Texto =>
<<<<

COVID-19, caos sistémico y Brasil en la geopolítica de América Latina
En 2020 la economía mundial entra en su mayor crisis de los últimos 100 años. La planetarización de la pandemia de COVID-19 representa el fin de la globalización neoliberal y la transición a un nuevo período de caos sistémico, que ya se había anunciado desde la elección de Donald Trump y el giro de Estados Unidos de un imperialismo informal a uno unilateral.
La globalización neoliberal que se ha prolongado desde la década de 2010 con la débil recuperación de Estados Unidos y la Unión Europea, bajo el dinamismo del comercio internacional, de los flujos internacionales de capital y de la crisis del liberalismo político, sufre una contundente derrota ideológica con el reclamo que se vuelve dominante en la opinión pública de las políticas de intervención estatal para mantener los empleos y salarios de los trabajadores y la liquidez y los activos del sector productivo.
En Globalización, dependencia y neoliberalismo en América Latina, publicado por Boitempo (2011) y en versión en inglés actualizada y ampliada por Brill (2019), Carlos Eduardo Martins predice para 2015-2020 el fin de la globalización neoliberal y la apertura de un período caótico de desorganización sistémica, revoluciones y contrarrevoluciones. La crisis actual puede ser definida principalmente como una crisis civilizadora del modo de producción capitalista y se caracteriza por la combinación de tres grandes movimientos: el fin de la fase expansiva de Kondratiev que comenzó en 1994, el establecimiento de nuevas etapas del declive del poder estadounidense y de contradicciones entre el capitalismo y la revolución científico-técnica.

>>>>

Datos extraídos =>
<<<<

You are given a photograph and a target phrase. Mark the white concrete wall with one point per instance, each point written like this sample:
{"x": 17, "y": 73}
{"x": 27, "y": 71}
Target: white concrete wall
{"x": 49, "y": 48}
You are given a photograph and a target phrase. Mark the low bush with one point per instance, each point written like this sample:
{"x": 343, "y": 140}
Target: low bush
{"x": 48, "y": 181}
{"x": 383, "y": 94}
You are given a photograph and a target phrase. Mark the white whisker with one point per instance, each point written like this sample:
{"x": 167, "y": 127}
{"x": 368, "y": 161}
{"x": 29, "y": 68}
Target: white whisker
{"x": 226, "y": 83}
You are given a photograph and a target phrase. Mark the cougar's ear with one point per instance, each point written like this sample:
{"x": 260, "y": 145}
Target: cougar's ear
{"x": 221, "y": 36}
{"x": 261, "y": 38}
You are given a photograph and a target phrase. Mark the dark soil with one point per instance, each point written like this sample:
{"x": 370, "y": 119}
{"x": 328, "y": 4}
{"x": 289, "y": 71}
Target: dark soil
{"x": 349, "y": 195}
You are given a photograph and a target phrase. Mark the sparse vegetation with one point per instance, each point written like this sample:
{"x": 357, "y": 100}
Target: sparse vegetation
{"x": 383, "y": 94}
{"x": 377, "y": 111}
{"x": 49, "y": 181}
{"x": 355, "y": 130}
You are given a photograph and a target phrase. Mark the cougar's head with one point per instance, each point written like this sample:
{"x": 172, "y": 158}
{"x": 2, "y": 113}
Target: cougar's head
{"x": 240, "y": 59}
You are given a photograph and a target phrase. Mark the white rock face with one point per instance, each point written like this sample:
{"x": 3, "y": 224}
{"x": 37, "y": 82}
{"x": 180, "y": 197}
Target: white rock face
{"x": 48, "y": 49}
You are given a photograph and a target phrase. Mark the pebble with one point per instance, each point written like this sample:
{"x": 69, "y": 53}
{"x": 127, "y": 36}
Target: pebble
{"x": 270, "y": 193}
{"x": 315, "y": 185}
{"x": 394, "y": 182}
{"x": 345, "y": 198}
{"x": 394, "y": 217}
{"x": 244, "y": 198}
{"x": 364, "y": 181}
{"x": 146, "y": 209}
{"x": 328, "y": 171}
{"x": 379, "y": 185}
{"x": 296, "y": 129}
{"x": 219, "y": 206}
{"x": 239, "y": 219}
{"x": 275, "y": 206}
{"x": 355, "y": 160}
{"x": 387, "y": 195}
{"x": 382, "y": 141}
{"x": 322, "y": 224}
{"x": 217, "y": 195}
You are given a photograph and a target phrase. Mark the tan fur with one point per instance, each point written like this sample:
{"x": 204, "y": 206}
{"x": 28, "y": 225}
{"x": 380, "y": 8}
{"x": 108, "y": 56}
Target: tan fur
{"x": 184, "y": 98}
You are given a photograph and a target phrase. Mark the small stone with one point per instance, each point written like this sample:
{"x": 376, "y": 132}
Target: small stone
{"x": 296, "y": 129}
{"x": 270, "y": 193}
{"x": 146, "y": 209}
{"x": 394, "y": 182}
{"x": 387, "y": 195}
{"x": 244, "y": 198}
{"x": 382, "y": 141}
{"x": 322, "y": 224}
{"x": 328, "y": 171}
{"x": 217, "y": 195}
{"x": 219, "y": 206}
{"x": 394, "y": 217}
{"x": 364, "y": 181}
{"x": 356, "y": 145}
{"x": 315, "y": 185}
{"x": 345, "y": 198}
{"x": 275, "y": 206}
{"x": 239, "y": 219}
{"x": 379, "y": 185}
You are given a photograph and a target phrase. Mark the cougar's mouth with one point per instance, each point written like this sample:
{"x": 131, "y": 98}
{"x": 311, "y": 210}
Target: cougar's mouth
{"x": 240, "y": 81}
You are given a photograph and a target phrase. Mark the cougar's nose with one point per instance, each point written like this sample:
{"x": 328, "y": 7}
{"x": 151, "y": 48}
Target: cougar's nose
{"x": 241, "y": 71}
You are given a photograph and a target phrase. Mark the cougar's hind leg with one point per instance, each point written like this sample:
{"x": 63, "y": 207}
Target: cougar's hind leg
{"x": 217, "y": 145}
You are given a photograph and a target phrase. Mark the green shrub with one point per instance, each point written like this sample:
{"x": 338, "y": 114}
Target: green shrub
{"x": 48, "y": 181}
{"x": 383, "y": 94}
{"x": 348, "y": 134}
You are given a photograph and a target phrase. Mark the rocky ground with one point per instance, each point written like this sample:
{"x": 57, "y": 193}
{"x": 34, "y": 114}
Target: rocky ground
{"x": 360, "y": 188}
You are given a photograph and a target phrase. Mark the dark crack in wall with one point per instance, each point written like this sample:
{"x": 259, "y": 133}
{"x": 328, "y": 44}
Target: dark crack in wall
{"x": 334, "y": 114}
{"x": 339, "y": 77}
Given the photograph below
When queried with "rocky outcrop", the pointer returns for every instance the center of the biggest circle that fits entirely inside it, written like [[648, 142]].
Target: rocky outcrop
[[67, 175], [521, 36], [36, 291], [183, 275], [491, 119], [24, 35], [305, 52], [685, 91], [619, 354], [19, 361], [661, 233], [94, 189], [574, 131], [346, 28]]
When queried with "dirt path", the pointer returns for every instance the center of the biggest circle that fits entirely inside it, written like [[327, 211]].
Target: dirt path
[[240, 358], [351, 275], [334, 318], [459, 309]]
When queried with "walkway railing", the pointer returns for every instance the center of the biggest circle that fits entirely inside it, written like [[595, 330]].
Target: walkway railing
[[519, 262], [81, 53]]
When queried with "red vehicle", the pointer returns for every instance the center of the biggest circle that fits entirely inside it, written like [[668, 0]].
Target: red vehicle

>>>>

Duplica íntegro el texto sobre la COVID-19 y el caos sistémico, sin cambiar nada. Los registros no hacen falta aquí.

Resultado del ejercicio =>
COVID-19, caos sistémico y Brasil en la geopolítica de América Latina
En 2020 la economía mundial entra en su mayor crisis de los últimos 100 años. La planetarización de la pandemia de COVID-19 representa el fin de la globalización neoliberal y la transición a un nuevo período de caos sistémico, que ya se había anunciado desde la elección de Donald Trump y el giro de Estados Unidos de un imperialismo informal a uno unilateral.
La globalización neoliberal que se ha prolongado desde la década de 2010 con la débil recuperación de Estados Unidos y la Unión Europea, bajo el dinamismo del comercio internacional, de los flujos internacionales de capital y de la crisis del liberalismo político, sufre una contundente derrota ideológica con el reclamo que se vuelve dominante en la opinión pública de las políticas de intervención estatal para mantener los empleos y salarios de los trabajadores y la liquidez y los activos del sector productivo.
En Globalización, dependencia y neoliberalismo en América Latina, publicado por Boitempo (2011) y en versión en inglés actualizada y ampliada por Brill (2019), Carlos Eduardo Martins predice para 2015-2020 el fin de la globalización neoliberal y la apertura de un período caótico de desorganización sistémica, revoluciones y contrarrevoluciones. La crisis actual puede ser definida principalmente como una crisis civilizadora del modo de producción capitalista y se caracteriza por la combinación de tres grandes movimientos: el fin de la fase expansiva de Kondratiev que comenzó en 1994, el establecimiento de nuevas etapas del declive del poder estadounidense y de contradicciones entre el capitalismo y la revolución científico-técnica.